Criador e criatura. O diretor Jonathan Demme e Jodie Foster fizeram uma dupla de sucesso.

Com a entrada de Jonathan Demme, a protagonista Clarice quase teve as formas de uma atriz bem famosa, mas não Jodie Foster. Acontece que Demme havia dirigido Michelle Pfeiffer na comédia De Caso com a Máfia (1988) e desenvolvido com ela uma amizade, além de ter sido impressionado pelo talento da estrela. Pfeiffer, então com 33 anos, era uma jovem atriz em ascensão e nome quente da época, somando no currículo duas recentes e consecutivas indicações ao Oscar (coadjuvante por Ligações Perigosas e protagonista por Susie e os Baker Boys) em 1989 e 1990, os anos que precederam O Silêncio dos Inocentes. Justamente devido ao crescente prestígio, Pfeiffer exigia US$2 milhões para viver a agente Starling no cinema. Pré-requisito este não atendido pela produtora Orion Pictures, fazendo Pfeiffer e Starling seguirem caminhos diferentes.

# REGISTROS FORNECIDOS:
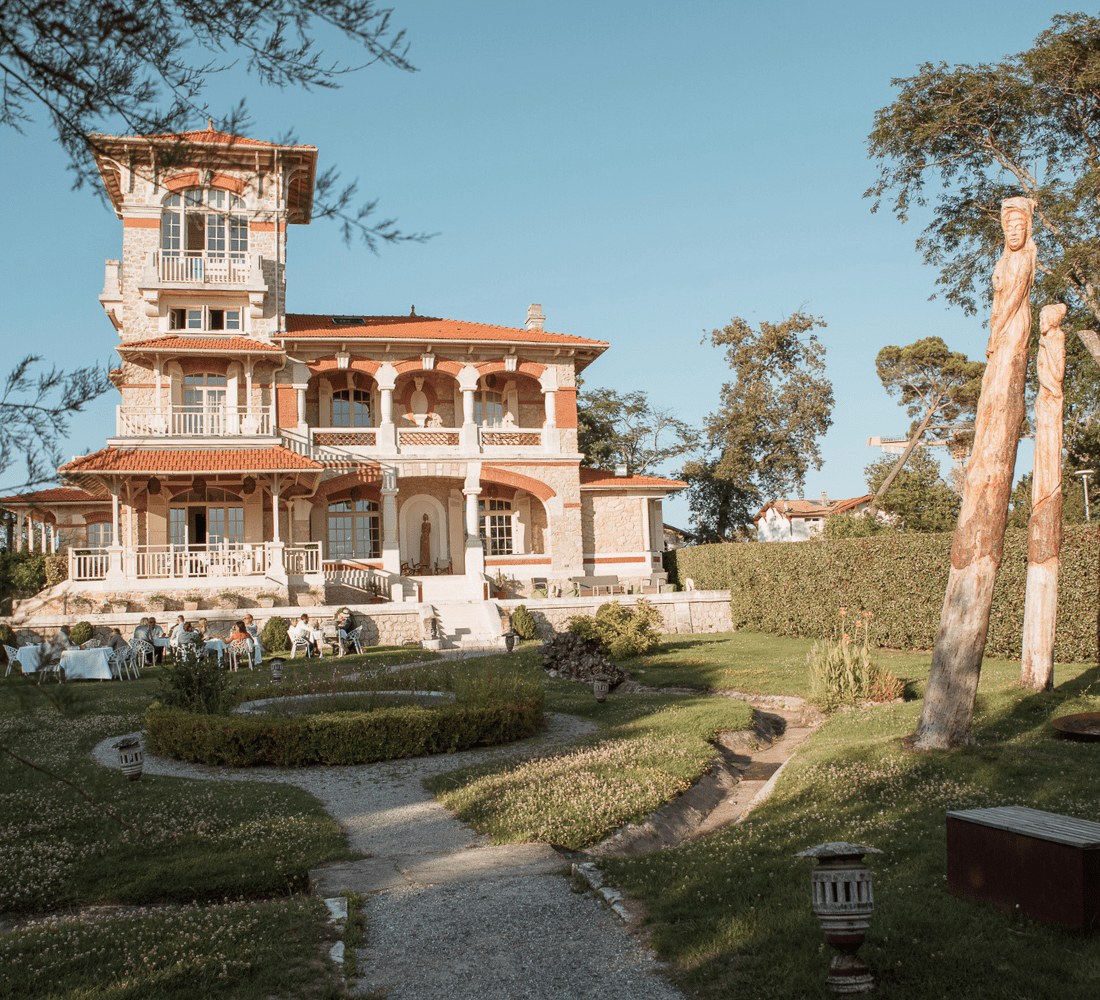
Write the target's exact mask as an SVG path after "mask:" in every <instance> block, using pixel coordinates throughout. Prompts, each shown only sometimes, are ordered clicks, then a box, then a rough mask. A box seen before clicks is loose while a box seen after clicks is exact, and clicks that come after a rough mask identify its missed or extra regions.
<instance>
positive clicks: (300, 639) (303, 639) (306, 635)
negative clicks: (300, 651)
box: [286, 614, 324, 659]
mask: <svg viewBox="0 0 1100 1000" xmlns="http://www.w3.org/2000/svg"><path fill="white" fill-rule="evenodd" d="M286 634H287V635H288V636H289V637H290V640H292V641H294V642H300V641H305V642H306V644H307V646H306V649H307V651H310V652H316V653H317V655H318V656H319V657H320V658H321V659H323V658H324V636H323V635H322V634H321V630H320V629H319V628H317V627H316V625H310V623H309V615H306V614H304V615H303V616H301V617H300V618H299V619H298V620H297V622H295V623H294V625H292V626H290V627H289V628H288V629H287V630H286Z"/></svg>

--

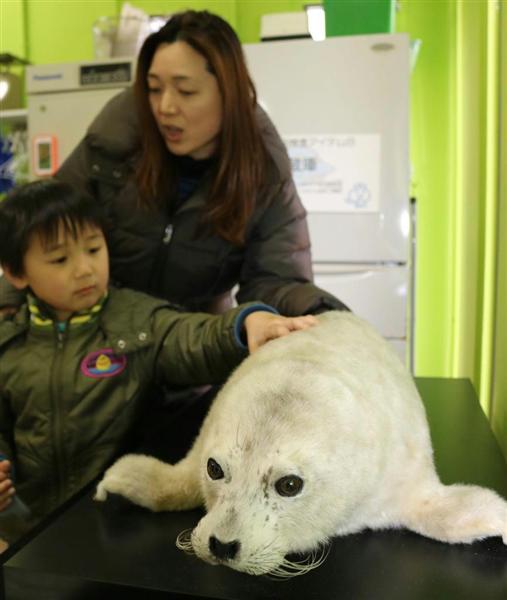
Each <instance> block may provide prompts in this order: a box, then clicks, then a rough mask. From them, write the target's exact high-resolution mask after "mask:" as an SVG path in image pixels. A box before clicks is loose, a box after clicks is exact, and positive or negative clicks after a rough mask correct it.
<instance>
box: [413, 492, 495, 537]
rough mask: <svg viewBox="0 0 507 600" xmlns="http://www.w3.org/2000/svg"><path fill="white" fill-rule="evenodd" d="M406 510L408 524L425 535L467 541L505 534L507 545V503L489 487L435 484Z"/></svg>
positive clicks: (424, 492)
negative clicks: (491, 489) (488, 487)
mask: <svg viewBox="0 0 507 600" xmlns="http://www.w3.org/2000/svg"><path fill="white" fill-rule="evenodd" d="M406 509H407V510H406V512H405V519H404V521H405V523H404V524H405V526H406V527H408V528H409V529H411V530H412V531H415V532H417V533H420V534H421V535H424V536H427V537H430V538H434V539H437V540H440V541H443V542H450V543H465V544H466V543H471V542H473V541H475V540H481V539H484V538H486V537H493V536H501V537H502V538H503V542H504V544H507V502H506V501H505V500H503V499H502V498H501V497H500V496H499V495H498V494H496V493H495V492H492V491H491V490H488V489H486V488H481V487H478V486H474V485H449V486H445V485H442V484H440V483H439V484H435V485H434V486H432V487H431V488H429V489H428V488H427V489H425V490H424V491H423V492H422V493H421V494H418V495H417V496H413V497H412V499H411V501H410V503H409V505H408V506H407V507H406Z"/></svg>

# REQUISITOS DA TAREFA:
1 - Traduza para o inglês a seguinte frase do texto sobre a escalação de Clarice: "Justamente devido ao crescente prestígio, Pfeiffer exigia US$2 milhões para viver a agente Starling no cinema."
2 - Filtre os registros e copie cada linha que contenha a palavra "correct". Diferencie maiúsculas de minúsculas.

# RESPOSTAS POR ITEM:
1 - Precisely because of her growing prestige, Pfeiffer demanded US$2 million to play agent Starling on screen.

2 -
Each <instance> block may provide prompts in this order: a box, then clicks, then a rough mask. From them, write the target's exact high-resolution mask after "mask:" as an SVG path in image pixels. A box before clicks is loose, a box after clicks is exact, and positive or negative clicks after a rough mask correct it.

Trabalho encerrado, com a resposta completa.